Output every line of the entries from the line containing "Each instance of the stone archway" through the last, exactly, with no other content.

(Pointing records)
####################

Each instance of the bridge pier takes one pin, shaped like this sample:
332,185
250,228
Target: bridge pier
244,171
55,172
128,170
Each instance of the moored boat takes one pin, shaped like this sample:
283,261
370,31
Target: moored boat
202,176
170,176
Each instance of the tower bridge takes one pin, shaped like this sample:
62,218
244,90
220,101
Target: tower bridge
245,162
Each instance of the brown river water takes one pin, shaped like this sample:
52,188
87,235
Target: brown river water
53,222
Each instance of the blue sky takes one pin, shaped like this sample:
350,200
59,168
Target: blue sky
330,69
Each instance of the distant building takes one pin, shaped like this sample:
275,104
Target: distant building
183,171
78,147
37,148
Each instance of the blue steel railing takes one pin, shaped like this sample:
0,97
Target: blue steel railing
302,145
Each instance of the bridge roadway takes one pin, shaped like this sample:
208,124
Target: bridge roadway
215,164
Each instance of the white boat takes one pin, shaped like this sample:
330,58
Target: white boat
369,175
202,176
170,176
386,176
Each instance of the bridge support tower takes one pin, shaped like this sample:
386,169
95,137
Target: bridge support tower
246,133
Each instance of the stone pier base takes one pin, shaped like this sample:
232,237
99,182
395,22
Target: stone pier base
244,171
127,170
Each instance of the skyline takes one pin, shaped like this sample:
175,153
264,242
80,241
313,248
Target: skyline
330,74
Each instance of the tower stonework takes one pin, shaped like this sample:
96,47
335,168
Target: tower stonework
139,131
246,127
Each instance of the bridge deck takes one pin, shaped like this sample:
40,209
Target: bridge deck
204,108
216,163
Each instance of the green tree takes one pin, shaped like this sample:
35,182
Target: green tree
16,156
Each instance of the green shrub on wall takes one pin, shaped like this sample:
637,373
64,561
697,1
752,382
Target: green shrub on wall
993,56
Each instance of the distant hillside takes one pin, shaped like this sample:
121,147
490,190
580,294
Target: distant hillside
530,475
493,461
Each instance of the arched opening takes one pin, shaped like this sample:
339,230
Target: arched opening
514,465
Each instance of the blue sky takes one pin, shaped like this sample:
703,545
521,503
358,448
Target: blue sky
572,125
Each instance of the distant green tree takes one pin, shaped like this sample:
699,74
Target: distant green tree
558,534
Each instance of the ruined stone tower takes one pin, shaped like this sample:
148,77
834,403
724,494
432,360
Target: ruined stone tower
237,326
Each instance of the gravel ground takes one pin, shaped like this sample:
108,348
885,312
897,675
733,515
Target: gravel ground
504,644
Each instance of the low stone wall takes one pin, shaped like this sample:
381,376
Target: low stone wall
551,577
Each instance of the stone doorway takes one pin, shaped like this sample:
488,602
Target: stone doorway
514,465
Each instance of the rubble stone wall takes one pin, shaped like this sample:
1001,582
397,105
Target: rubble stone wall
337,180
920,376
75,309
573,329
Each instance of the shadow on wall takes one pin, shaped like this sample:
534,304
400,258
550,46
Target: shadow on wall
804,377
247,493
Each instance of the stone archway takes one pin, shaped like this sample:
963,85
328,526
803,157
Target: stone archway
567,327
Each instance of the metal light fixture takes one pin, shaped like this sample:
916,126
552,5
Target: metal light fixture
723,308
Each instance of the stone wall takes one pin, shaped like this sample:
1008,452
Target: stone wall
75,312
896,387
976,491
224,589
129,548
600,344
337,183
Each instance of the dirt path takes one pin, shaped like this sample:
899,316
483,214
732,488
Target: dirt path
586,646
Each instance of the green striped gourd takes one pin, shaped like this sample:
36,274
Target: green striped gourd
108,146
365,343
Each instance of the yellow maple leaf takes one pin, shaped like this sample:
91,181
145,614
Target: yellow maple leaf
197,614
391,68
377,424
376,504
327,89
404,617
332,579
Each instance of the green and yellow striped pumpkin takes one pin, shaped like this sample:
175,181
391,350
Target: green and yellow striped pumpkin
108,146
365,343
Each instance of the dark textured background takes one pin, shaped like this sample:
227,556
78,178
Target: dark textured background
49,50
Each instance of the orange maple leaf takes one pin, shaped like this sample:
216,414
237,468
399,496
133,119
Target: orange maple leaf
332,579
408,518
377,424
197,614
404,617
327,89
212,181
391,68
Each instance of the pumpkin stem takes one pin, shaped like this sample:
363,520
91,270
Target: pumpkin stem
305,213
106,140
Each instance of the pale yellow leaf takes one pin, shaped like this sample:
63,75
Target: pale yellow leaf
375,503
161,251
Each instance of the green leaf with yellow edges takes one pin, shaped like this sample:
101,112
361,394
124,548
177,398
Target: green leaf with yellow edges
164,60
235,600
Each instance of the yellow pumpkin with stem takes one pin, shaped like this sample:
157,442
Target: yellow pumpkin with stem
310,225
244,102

####################

Task solution
Each instance of the stone archway takes one pin, shaped like this sample:
963,85
328,526
803,157
Target: stone archway
567,327
Each instance of the metal light fixture takes one pin, shaped like this sample:
916,126
552,5
Target: metal light fixture
723,308
Each instance of the stone wall takes one pin, shaped like this sample:
1008,452
Target: stone wall
75,312
896,387
976,491
224,589
129,548
600,344
337,183
Each instance of the dirt path takes one pin, shaped like this sample:
899,316
483,214
732,488
Target: dirt path
586,646
Each instance of the green striped gourd takes one pin, shaped like this sample:
36,274
Target: green striped gourd
108,146
365,343
Each instance of the yellow maple leaf takes one pin, shaped like this sample:
91,181
145,614
Target: yellow maple leaf
197,614
391,68
377,424
376,504
327,89
404,617
332,579
Each instance of the green and yellow striped pumpkin takes one pin, shaped like this sample:
175,181
391,350
Target: green and yellow striped pumpkin
108,146
365,343
Each instance of the dark textured background takes one pin, shaped like this sample:
227,556
78,178
Target: dark textured background
49,50
Each instance of the orange maple leaf takes one pin, shaped like this sample:
216,414
237,468
399,496
133,119
Target: orange maple leaf
332,579
408,518
377,424
197,614
404,617
327,89
212,181
391,68
Each instance of the pumpkin stem takes one pin, shaped like this sample:
363,520
91,270
Target: pumpkin stem
305,213
106,140
Each instance of the pale yellow leaf takes one pin, shaped like this sample:
63,75
Target: pale yellow leaf
375,503
161,251
Each instance of the green leaf with yellow edges takes one pin, shaped like this sample:
101,112
361,394
124,548
177,398
Target: green leaf with yellow edges
164,60
235,600
Each instance of the yellow pumpkin with stem takes one pin, shaped like this sample:
157,442
Target: yellow pumpkin with stem
310,225
244,102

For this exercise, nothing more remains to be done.